Objectif de l'exercice:
D'après le texte de lecture, que le gouvernement Michel veut-il acheter ?

Texte de lecture:
☆ ☆ ☆

Si Michel & co avaient écouté le PTB…
Personne ne fuit son pays en laissant tout derrière lui, en risquant de se noyer dans la Méditerranée ou d’être enfermé pendant des mois dans des camps de réfugiés surpeuplés et d’y être maltraité, pour le plaisir.
La crise des réfugiés en 2015 lors de laquelle des millions de Syriens, d’Irakiens et d’Afghans ont fuit leur pays est le résultat des guerres auxquelles notre gouvernement a participé. Sans parler de la guerre en Libye, qui a non seulement réduit le pays au chaos mais contribué au développement de groupes terroristes et à déstabiliser toute la région. Theo Francken était d’ailleurs un grand défenseur des bombardements belges en Libye ! Seul le PTB s’est à chaque fois opposé à toutes ces guerres, en prévenant qu’elles n’apporteraient que le chaos et créeraient un terreau fertile pour le développement de groupes terroristes. Mais le gouvernement Michel continue de plus belle et veut acheter de nouveaux avions de guerre pour plusieurs milliards...

☆ ☆ ☆

[Lignes de données]

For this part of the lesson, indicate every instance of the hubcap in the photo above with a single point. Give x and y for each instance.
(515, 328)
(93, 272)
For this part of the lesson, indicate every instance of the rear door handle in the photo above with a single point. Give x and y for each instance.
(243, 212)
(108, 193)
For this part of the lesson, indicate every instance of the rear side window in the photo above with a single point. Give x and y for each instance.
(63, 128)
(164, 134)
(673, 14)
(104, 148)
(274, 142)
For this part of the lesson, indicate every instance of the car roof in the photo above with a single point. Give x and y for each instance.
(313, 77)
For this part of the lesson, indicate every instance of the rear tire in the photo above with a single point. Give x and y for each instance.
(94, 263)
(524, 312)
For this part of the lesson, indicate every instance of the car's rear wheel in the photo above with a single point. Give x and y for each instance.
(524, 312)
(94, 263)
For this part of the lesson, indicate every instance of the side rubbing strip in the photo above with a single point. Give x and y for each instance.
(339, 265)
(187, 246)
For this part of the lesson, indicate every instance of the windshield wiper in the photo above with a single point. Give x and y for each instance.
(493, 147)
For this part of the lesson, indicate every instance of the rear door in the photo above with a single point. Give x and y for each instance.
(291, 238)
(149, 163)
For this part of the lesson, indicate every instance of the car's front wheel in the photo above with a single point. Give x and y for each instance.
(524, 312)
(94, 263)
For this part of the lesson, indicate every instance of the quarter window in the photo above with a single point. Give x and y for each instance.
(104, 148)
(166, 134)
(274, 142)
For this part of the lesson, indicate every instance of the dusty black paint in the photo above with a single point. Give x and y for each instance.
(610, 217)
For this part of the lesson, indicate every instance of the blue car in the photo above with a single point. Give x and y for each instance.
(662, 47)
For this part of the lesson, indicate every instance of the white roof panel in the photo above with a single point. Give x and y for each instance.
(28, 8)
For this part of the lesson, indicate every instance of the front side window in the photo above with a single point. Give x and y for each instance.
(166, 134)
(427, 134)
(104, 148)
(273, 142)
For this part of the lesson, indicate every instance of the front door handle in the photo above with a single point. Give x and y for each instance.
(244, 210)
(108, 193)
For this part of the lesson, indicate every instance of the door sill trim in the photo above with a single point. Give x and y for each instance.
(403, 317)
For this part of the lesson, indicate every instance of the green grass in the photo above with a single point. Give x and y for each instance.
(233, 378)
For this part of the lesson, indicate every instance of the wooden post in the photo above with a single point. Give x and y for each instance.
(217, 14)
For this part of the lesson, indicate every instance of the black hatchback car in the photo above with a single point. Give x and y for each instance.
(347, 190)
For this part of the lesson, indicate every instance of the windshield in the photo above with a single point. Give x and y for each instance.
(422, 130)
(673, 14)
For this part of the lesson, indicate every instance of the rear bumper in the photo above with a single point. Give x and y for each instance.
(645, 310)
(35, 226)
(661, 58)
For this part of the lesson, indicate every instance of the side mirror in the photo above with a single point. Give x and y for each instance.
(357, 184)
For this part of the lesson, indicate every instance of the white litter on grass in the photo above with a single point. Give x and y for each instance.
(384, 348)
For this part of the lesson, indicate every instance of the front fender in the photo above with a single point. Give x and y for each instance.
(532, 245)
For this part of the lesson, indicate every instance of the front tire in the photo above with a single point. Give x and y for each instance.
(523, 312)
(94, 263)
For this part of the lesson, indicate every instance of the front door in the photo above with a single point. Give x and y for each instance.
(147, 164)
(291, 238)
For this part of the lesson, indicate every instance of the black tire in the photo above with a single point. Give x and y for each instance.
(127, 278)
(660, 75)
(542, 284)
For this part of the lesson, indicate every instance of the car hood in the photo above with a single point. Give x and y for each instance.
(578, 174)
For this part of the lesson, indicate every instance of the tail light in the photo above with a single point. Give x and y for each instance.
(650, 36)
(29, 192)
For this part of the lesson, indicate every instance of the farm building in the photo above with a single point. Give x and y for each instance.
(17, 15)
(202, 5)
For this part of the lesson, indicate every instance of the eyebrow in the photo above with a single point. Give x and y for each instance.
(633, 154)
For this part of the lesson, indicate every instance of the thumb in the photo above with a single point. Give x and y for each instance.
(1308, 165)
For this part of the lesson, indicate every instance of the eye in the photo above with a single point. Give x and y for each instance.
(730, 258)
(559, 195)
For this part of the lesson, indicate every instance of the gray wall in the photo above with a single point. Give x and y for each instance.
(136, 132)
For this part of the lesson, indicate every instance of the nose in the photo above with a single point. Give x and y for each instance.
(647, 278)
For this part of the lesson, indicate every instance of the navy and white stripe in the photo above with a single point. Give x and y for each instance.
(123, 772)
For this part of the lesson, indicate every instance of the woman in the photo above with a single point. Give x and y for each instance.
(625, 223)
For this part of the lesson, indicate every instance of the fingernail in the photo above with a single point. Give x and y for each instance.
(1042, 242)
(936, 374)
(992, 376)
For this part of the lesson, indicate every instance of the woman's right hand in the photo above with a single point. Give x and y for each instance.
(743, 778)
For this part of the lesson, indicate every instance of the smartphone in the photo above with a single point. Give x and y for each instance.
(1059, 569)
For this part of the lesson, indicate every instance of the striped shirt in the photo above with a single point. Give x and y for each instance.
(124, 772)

☆ ☆ ☆

Réponse complète:
De nouveaux avions de guerre pour plusieurs milliards.